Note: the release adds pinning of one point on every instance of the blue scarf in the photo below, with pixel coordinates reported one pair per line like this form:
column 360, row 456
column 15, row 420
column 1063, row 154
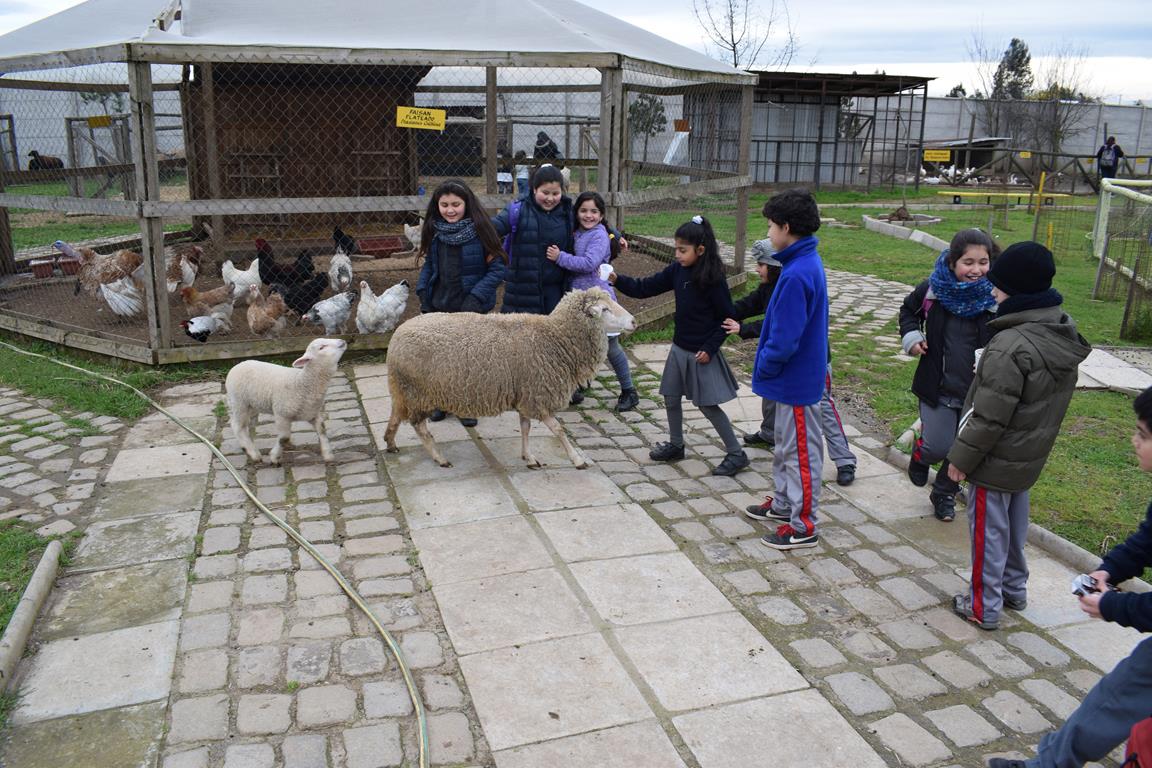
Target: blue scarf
column 964, row 299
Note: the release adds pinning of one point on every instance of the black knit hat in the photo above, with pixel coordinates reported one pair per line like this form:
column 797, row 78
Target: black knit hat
column 1024, row 267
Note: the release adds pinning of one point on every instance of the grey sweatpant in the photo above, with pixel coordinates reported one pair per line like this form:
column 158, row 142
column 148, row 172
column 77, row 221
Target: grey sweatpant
column 998, row 523
column 839, row 450
column 796, row 464
column 1101, row 723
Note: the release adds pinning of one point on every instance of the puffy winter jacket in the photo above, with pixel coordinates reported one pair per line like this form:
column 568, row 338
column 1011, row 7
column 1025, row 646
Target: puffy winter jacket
column 479, row 278
column 947, row 366
column 1023, row 385
column 533, row 283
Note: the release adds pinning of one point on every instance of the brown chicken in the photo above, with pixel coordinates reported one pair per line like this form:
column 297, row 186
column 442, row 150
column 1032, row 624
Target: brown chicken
column 266, row 317
column 197, row 302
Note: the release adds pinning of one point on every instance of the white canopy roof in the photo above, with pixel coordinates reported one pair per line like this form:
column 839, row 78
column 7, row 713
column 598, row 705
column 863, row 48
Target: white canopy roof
column 500, row 32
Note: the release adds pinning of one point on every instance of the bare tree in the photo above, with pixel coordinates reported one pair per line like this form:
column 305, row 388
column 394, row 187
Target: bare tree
column 740, row 33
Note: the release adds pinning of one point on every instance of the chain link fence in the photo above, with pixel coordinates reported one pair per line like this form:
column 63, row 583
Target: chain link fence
column 225, row 187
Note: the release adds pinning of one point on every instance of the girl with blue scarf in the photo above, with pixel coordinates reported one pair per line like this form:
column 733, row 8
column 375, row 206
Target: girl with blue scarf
column 944, row 321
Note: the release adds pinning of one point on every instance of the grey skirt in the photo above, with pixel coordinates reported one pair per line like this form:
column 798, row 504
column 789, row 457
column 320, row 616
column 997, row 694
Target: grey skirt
column 704, row 385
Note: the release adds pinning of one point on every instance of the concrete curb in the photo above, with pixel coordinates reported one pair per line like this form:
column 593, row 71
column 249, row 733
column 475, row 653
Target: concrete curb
column 20, row 628
column 1062, row 549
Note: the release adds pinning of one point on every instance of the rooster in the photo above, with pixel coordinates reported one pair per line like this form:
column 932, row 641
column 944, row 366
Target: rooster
column 302, row 296
column 332, row 312
column 241, row 279
column 202, row 302
column 278, row 273
column 380, row 313
column 266, row 317
column 182, row 264
column 116, row 278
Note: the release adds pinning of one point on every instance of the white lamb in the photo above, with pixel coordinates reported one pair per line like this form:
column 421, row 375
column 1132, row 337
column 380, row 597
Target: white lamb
column 290, row 394
column 487, row 364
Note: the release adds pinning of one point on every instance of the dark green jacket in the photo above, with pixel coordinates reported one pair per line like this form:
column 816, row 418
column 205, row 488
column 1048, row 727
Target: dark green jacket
column 1023, row 385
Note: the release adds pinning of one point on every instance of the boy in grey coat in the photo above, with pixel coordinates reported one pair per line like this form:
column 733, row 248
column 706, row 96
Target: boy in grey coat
column 1012, row 416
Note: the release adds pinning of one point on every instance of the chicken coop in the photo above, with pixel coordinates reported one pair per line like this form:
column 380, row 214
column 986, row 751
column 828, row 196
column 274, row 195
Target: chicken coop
column 207, row 173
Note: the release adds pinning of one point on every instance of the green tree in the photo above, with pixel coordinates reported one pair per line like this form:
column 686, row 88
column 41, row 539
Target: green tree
column 646, row 118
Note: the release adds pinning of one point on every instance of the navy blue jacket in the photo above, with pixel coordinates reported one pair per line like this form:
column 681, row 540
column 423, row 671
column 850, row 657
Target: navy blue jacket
column 699, row 312
column 533, row 283
column 1123, row 562
column 791, row 357
column 479, row 276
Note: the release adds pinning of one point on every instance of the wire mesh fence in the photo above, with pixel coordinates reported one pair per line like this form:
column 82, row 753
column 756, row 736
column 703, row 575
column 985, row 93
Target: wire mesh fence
column 163, row 211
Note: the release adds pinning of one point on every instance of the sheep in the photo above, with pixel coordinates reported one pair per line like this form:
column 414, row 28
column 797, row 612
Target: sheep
column 288, row 394
column 487, row 364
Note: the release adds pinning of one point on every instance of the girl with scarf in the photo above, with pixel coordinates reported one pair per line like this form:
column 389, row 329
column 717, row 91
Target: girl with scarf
column 944, row 321
column 463, row 259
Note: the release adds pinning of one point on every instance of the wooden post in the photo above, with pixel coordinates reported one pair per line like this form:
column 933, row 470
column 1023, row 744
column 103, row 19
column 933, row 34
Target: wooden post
column 148, row 188
column 742, row 168
column 490, row 130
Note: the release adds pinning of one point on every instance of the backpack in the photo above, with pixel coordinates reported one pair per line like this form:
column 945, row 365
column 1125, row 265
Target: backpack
column 513, row 222
column 1138, row 753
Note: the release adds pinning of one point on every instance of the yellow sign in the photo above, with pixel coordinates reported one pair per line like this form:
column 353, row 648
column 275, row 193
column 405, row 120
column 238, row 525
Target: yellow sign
column 421, row 118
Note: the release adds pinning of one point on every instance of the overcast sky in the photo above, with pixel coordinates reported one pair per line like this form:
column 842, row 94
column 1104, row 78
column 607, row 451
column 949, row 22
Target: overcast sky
column 895, row 36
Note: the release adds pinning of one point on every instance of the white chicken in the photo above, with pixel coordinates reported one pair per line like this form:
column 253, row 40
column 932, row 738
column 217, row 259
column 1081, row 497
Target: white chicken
column 380, row 313
column 241, row 279
column 217, row 321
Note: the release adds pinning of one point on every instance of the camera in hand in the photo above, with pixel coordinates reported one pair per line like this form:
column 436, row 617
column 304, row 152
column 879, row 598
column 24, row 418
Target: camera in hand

•••••

# [WHAT THE TASK REQUIRES]
Pictures are to be left out; set down everything else in the records exactly.

# [SOLUTION TO THE EXERCISE]
Note: the release adds pinning of one point on every instance of the blue scarf in the photo below, with pixel coordinates reported one pair per line like this form:
column 360, row 456
column 15, row 420
column 1063, row 154
Target: blue scarf
column 964, row 299
Note: the release adds pinning of one point on every instance of the black knit hat in the photo above, with pixel coordinates reported one pair per line like this form:
column 797, row 78
Target: black knit hat
column 1024, row 267
Note: the release adds pinning of one point on every instance of the grey sweatpant in the photo above, with pixel coordinates reported one pair per line like this form:
column 158, row 142
column 148, row 172
column 77, row 221
Target: grey sweatpant
column 998, row 523
column 839, row 450
column 796, row 464
column 1101, row 723
Note: the release adds pinning of one point on every instance of the puffy winter jacket in the photo above, with pixel coordinates reported one pair per line like this form:
column 568, row 338
column 1011, row 7
column 1025, row 646
Target: puffy winter jacket
column 479, row 278
column 947, row 366
column 1023, row 385
column 533, row 283
Note: the release adds pinning of one point on every instance of the brown chicken in the photo above, with pixel coordinates reported one pair per line like this form:
column 297, row 186
column 442, row 150
column 1032, row 624
Target: brown chicken
column 266, row 317
column 197, row 302
Note: the release adds pinning of one point on every instance of the white canopy roof in the photo above, with pixel coordinates reported one pair per line like this form:
column 839, row 78
column 7, row 713
column 598, row 705
column 863, row 48
Target: white canopy roof
column 500, row 32
Note: the release adds pinning of one point on every instance of the bare tree in the photo above, with pixel coordinates reported one pair per line like this form:
column 305, row 388
column 394, row 187
Target: bare tree
column 740, row 33
Note: the release adds pinning of one point on every instance of the chain link fence in the photo above, with pixel coordinates reported one pair per line like this form:
column 63, row 583
Target: chain link fence
column 225, row 187
Note: the release adds pinning of one point on every instance of the girl with blue scarf in the photo above, with pixel coordinates reported one pair per line like this form:
column 733, row 8
column 375, row 206
Target: girl with blue scarf
column 944, row 321
Note: the release adds pinning of one point on every instance of the grey skirt in the photo above, with pixel coordinates reported one pair per line like this form:
column 798, row 504
column 789, row 457
column 320, row 616
column 997, row 694
Target: grey skirt
column 704, row 385
Note: the release adds pinning of one point on every instance of the concrete curb in the photo above, with pixel coordinates reported one pair per line like this form:
column 593, row 71
column 249, row 733
column 475, row 653
Target: concrete curb
column 20, row 628
column 1062, row 549
Note: the release adds pinning of one point on every instance of the rooster in the photo above, with pixel coordinates reported one pair per line like this form:
column 932, row 641
column 944, row 366
Target: rooster
column 302, row 296
column 332, row 312
column 241, row 279
column 202, row 302
column 278, row 273
column 380, row 313
column 266, row 317
column 182, row 264
column 116, row 278
Note: the release adds pinning of one point on every instance of the white lamb in the photo above, with pixel coordinates reported one pair per line like this form:
column 421, row 375
column 1132, row 337
column 380, row 597
Target: white lamb
column 290, row 394
column 487, row 364
Note: the release adds pinning of one point on every instance of the dark green jacket in the photo above, with pixel coordinates reported one pair per line like this form:
column 816, row 418
column 205, row 488
column 1048, row 727
Target: dark green jacket
column 1023, row 385
Note: the release adds pinning of one point on every instance of the boy in grey coat in the photo above, with pixel coordinates reported one pair per line like this form:
column 733, row 248
column 706, row 96
Target: boy in grey coat
column 1012, row 416
Note: the release adds pinning of one point on every instance of the chicken coop in the photo above, with pixel coordinates reported one pair per line like this form:
column 380, row 214
column 986, row 751
column 828, row 196
column 274, row 195
Target: chicken coop
column 207, row 173
Note: the release adds pinning of one point on every instance of the green tree in the photo above, with pixel coordinates reported one pair per line like this form:
column 686, row 88
column 41, row 539
Target: green tree
column 646, row 118
Note: the release adds pinning of one point on every instance of the navy blue jacket in the photo above, with pixel coordinates reported one pair per line like this form:
column 681, row 540
column 423, row 671
column 850, row 657
Target: navy blue jacket
column 699, row 312
column 533, row 283
column 1123, row 562
column 791, row 357
column 479, row 276
Note: the release adds pinning of one point on every instance of the wire mesh fence in the photo above, with pixel coordinates reported one pair per line like this form:
column 82, row 753
column 756, row 736
column 703, row 575
column 985, row 93
Target: wire mesh fence
column 163, row 211
Note: the release adds pinning of one point on every instance of the sheep in the photo above, with pixel coordinates reported one pair per line like this form:
column 414, row 28
column 797, row 612
Target: sheep
column 288, row 394
column 487, row 364
Note: the release adds pinning of one point on every instance of the girl with scarf in the photo above, with pixel coordinates reported one pair per line like this form:
column 389, row 329
column 717, row 91
Target: girl with scarf
column 944, row 321
column 463, row 259
Note: the release adds pinning of one point on every instance of the wooden post in the photo above, with pixel coordinates reported one pair per line like this form:
column 933, row 470
column 1023, row 744
column 103, row 19
column 933, row 34
Target: wooden post
column 148, row 188
column 742, row 168
column 490, row 130
Note: the release adds pinning of one point on every instance of the backpack in the photo above, with pixel coordinates reported one pair per line like this form:
column 945, row 365
column 1125, row 265
Target: backpack
column 513, row 222
column 1138, row 753
Note: the release adds pinning of one point on every instance of the yellow sign in the photo above, with pixel coordinates reported one pair per line like this form:
column 353, row 648
column 275, row 193
column 405, row 120
column 238, row 525
Target: yellow sign
column 421, row 118
Note: the release adds pinning of one point on every instance of the overcast sky in the photo above, with pixel coordinates reported one pair per line like this form:
column 842, row 94
column 1104, row 78
column 607, row 451
column 949, row 22
Target: overcast sky
column 895, row 36
Note: the release adds pinning of one point on every instance of the white chicken in the photo above, with pixel coordinates reported one pair per line like this form:
column 253, row 40
column 932, row 738
column 217, row 259
column 1081, row 497
Target: white chicken
column 380, row 313
column 241, row 279
column 217, row 321
Note: the release adds pinning of one point on every instance of the camera in hand in the photo above, with pixel coordinates reported one pair per line like this form:
column 436, row 617
column 304, row 152
column 879, row 598
column 24, row 418
Target: camera in hand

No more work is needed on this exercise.